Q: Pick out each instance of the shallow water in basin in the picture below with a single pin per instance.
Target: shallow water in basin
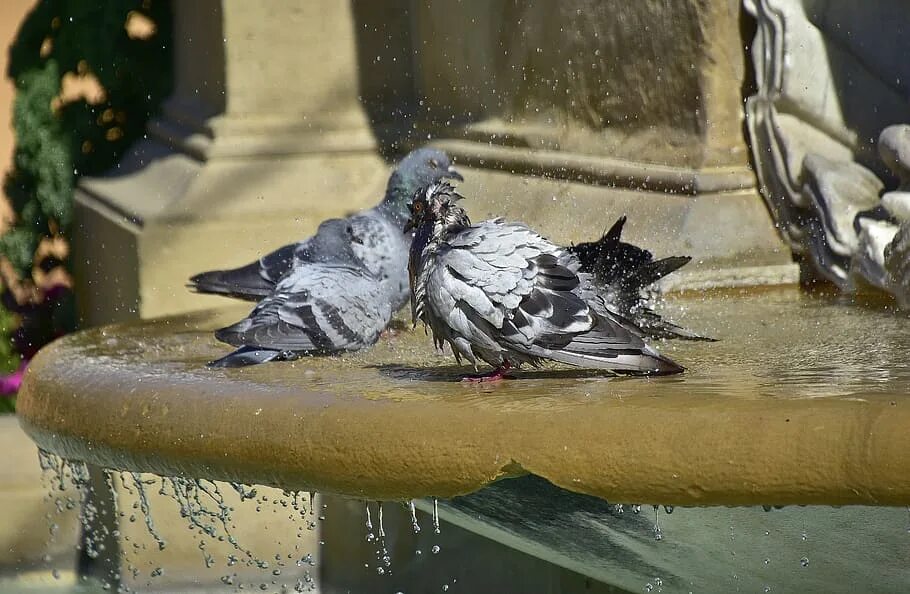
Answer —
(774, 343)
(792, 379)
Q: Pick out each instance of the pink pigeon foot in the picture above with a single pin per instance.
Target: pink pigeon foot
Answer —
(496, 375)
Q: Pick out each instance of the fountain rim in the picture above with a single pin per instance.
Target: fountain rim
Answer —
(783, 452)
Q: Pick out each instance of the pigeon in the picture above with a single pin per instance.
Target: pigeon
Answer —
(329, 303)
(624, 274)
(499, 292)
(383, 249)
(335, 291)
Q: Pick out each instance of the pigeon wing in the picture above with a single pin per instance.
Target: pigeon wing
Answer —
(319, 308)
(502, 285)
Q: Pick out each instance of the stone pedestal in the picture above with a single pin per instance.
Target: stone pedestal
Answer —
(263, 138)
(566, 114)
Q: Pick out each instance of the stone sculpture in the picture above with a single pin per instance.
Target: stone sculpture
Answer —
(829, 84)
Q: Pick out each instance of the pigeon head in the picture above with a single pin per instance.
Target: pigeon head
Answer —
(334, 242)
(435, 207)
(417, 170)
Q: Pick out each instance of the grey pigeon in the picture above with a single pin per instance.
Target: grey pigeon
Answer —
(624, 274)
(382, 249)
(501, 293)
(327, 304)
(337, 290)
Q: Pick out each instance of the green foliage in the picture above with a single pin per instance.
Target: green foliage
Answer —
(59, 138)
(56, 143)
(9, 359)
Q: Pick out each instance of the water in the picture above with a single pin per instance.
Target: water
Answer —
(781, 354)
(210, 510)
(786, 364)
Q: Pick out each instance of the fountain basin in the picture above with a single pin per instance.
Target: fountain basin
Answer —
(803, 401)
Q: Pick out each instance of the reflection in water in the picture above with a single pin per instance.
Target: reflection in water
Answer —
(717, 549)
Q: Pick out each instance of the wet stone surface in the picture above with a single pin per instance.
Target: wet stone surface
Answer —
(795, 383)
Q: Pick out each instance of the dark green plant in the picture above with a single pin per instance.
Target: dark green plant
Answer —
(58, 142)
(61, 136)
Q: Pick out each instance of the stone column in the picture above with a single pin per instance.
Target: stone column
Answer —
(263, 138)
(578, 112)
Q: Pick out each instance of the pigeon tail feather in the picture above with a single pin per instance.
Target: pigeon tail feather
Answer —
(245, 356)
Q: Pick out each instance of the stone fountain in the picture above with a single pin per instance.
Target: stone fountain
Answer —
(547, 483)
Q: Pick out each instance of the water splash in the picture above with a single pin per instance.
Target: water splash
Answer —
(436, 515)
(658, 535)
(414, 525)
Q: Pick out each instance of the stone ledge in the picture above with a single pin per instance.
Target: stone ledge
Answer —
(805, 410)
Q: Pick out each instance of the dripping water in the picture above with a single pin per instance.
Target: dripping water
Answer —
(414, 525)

=-=-=

The problem | Return every line above in which the string "column" occurs.

Result for this exercise |
Q: Pick out each instance of the stone column in the picture above with a single pin per instance.
Target: stone column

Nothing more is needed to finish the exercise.